(Dataset rows)

----

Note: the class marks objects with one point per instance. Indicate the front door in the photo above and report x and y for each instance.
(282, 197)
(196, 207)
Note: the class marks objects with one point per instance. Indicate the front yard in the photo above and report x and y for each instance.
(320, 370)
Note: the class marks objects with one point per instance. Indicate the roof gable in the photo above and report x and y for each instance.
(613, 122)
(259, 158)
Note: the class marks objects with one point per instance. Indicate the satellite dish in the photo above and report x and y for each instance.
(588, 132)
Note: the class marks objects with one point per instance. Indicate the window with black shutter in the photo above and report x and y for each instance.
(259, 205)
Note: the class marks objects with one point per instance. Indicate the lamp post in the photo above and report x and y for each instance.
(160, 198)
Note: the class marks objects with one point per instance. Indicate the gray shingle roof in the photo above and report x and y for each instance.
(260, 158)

----

#### [Objective]
Copy out the entries verbatim, beginning with the line containing "Indicate the window" and continuing to the end of the entries.

#### [Response below]
Note: the class marks objects with one point per instance. Indicate the window with black shutter in the photo above and report x and y for each instance.
(259, 205)
Note: the class marks objects with one point per instance. Indicate the lamp post in the photo above and report x and y for each instance.
(160, 198)
Note: the class marks objects with one point per instance. Indicate the gray shingle roof in the photo above and report x and y for each instance.
(260, 158)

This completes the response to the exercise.